» **Extrait fourni**
04
Octobre 2004
Christian
Mousset, Producteur
«La musique malienne est unique au monde»
Directeur artistique du festival de musiques métisses d’Angoulême
(France) et Directeur du label de production Marabi, M Christian Mousset
vient de séjourner au Mali. Dans l’entretien qu’il
nous a accordé, ce passionné de la musique malienne et
africaine nous a situé l’objet de son séjour et
a fait un tour d’horizon du festival musique métisse et
son impact sur les artistes maliens, etc.
Interview.
Le
Mag : Quel est le motif de votre séjour à Bamako ?
Christian Mousset :
En plus de ma casquette de directeur artistique du festival de musiques
métisses d’Angoulême, je suis aussi responsable d’une
maison de production, Marabi. Je suis dans la production depuis plus
d’une vingtaine d’années. Ainsi, en 1980, j’ai
produit un disque du Diata Band. J’ai ensuite mis mon expérience
au service de Label Bleu où j’ai eu la chance de produire
le Super Rail Band,
Rokia Traoré,
Boubacar Traoré
«Kar Kar», Balaké
Sissoko, etc. Après onze ans au Label Bleu, j’ai
décidé de créer ma propre maison de production
baptisée Marabi. J’ai gardé le contact avec les
artistes maliens. Et je suis venu pour produire des albums de Djely
Mady Tounkara et de Kar-Kar.

[Lignes du jeu de données]

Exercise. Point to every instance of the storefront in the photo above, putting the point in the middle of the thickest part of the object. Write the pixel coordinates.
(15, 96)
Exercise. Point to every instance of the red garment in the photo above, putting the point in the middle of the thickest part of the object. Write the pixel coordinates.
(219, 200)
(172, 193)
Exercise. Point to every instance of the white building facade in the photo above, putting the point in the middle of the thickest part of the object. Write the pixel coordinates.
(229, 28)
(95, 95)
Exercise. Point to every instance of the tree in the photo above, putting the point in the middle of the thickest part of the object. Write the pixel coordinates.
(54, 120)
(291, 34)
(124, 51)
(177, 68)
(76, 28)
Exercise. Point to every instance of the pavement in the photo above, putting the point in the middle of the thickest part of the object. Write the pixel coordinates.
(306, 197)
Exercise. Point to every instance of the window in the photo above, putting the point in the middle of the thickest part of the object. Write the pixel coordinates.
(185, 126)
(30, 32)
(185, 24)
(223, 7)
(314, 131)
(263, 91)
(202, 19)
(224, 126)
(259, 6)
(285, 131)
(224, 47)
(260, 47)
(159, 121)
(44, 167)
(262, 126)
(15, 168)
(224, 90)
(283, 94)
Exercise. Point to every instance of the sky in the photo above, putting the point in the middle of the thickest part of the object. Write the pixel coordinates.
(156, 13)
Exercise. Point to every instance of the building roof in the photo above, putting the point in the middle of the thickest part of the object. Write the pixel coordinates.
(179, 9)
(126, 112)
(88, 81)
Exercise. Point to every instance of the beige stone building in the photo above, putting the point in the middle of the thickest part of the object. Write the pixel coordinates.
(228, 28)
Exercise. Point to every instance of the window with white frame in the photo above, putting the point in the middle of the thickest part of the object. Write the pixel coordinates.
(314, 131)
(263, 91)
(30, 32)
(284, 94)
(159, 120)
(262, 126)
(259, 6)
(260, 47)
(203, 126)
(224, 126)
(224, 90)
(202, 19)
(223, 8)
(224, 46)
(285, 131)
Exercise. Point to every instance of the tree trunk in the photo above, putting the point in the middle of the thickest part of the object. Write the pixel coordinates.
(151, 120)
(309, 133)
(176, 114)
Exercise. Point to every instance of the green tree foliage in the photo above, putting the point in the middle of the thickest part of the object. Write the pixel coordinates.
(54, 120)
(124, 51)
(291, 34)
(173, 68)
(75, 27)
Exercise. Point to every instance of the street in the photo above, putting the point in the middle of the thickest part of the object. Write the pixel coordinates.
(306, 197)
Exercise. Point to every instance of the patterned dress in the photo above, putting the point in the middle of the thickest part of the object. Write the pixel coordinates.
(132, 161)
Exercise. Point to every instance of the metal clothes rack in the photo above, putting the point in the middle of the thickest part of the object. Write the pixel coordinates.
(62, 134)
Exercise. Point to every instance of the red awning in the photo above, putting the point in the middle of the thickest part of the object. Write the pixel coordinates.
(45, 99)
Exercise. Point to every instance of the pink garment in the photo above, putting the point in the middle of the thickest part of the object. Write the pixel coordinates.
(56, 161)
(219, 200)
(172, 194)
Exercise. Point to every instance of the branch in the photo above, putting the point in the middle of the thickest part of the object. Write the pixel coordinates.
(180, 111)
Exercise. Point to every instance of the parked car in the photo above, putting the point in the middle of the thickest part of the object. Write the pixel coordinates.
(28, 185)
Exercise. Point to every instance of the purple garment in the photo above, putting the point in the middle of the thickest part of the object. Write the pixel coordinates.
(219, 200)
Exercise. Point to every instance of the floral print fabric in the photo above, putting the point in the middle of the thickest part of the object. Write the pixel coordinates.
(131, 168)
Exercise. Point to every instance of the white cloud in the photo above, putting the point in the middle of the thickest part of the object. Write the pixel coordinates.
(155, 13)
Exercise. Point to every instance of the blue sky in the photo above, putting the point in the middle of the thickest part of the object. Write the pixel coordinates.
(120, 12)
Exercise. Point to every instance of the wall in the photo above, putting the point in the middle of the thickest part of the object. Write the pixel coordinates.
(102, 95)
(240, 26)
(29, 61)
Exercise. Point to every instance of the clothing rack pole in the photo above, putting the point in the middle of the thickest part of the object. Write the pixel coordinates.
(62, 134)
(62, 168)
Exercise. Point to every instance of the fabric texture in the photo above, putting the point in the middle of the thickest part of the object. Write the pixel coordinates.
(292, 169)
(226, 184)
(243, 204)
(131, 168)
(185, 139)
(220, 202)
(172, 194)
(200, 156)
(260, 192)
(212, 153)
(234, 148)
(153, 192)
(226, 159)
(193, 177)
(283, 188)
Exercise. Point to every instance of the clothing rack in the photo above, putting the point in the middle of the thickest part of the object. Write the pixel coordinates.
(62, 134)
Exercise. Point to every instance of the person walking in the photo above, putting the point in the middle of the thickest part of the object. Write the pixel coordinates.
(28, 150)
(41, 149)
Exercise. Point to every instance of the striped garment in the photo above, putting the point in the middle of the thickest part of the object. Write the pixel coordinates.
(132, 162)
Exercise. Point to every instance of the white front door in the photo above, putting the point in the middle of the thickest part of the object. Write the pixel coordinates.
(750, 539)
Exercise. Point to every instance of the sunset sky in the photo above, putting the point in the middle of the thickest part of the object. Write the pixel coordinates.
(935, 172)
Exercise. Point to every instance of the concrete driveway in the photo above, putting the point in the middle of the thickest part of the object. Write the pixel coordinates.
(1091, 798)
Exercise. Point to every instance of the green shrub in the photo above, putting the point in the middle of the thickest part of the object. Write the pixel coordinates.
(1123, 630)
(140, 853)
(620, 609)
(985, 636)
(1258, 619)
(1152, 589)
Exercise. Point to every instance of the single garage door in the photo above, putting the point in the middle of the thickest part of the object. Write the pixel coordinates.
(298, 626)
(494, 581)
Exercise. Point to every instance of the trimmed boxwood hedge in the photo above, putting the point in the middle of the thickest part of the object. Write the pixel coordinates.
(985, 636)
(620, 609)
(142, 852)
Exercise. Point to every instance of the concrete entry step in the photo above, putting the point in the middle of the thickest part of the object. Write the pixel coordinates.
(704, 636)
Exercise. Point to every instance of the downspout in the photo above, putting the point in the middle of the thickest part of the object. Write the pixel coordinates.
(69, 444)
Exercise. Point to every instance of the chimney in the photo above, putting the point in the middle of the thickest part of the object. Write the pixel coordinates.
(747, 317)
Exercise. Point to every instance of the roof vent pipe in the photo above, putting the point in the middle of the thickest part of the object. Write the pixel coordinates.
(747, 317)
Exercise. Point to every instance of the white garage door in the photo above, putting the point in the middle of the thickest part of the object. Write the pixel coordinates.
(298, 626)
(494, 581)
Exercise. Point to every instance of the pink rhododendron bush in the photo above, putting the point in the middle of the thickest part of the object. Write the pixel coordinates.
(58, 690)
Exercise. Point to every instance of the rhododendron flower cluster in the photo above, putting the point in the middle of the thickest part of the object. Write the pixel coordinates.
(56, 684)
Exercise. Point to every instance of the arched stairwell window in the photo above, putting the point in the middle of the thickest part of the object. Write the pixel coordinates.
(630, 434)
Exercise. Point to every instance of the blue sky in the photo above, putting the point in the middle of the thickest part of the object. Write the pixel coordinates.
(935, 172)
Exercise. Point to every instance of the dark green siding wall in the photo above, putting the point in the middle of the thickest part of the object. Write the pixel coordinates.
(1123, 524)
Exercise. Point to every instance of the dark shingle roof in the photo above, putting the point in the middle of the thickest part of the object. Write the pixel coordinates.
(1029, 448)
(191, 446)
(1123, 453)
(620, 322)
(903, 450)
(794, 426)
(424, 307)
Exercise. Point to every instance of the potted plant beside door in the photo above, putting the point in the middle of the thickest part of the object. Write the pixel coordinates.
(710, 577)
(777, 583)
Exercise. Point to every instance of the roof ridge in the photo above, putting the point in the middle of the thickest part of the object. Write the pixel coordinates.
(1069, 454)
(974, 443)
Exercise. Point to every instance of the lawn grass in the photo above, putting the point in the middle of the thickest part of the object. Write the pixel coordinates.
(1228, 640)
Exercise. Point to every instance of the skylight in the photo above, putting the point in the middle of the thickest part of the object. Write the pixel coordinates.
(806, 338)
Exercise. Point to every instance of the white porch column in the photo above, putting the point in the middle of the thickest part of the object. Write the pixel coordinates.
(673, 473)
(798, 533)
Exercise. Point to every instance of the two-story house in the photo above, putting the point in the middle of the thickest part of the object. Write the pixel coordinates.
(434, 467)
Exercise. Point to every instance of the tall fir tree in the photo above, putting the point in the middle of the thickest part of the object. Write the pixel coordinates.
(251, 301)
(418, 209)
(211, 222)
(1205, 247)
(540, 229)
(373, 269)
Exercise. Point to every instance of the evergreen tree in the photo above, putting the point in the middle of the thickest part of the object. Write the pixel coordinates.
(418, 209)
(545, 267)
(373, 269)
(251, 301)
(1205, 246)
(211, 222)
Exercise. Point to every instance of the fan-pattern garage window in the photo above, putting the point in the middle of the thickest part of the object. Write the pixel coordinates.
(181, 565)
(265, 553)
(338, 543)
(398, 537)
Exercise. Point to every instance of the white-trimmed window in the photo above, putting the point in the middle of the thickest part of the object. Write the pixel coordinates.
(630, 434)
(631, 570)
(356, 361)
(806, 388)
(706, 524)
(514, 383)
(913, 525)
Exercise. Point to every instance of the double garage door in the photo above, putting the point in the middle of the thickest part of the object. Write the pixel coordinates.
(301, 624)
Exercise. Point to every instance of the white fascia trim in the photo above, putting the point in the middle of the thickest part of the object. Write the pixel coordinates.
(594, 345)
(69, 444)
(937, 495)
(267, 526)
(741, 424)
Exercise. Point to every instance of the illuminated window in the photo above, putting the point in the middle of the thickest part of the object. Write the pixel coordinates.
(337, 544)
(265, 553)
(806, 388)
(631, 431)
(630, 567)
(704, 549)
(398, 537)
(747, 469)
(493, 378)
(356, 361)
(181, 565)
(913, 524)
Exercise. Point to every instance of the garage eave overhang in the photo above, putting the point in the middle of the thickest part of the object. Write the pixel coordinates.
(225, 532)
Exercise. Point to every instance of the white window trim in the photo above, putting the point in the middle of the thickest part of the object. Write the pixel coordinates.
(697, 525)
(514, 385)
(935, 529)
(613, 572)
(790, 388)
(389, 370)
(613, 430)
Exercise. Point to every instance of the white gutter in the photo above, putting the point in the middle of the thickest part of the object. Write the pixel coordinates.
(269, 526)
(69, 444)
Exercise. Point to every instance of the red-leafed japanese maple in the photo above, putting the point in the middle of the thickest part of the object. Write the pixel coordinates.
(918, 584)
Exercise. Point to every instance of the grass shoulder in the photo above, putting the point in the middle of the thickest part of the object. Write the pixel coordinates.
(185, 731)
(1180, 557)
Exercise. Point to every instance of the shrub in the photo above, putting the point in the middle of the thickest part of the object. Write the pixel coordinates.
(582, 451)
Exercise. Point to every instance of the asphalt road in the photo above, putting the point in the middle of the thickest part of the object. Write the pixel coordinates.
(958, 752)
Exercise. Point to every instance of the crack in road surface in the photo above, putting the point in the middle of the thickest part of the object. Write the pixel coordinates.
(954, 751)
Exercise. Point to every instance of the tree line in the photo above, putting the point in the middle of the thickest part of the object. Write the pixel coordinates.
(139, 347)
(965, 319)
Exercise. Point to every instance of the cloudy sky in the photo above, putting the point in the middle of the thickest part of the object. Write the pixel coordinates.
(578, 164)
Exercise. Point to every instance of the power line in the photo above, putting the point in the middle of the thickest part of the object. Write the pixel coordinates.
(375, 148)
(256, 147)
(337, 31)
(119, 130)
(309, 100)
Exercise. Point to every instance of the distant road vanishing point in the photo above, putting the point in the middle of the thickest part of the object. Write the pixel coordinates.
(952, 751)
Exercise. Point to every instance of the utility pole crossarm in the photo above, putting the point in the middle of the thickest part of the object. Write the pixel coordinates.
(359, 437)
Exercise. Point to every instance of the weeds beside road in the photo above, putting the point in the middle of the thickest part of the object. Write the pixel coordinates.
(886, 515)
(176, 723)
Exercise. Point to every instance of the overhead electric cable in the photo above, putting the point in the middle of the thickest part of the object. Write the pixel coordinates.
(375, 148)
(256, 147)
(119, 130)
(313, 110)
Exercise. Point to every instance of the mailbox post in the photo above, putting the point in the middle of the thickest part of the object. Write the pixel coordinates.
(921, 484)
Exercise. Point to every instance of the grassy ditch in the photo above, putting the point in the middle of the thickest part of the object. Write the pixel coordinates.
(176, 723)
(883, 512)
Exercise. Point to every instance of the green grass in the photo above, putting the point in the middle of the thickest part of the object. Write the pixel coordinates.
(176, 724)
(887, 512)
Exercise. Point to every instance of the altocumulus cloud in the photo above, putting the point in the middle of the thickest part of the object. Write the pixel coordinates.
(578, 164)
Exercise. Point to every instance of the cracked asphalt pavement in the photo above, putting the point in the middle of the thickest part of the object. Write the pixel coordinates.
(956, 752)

» **Objectif indiqué**
Répondez aux questions suivantes à partir de l'entretien :
(a) De quel festival Christian Mousset est-il le directeur artistique ?
(b) En quelle année a-t-il produit un disque du Diata Band ?
(c) Combien d'années a-t-il passées au Label Bleu avant de créer Marabi ?

» **Réponse**
(a) Il est le directeur artistique du festival de musiques métisses d'Angoulême, en France.
(b) Il a produit un disque du Diata Band en 1980.
(c) Il a passé onze ans au Label Bleu.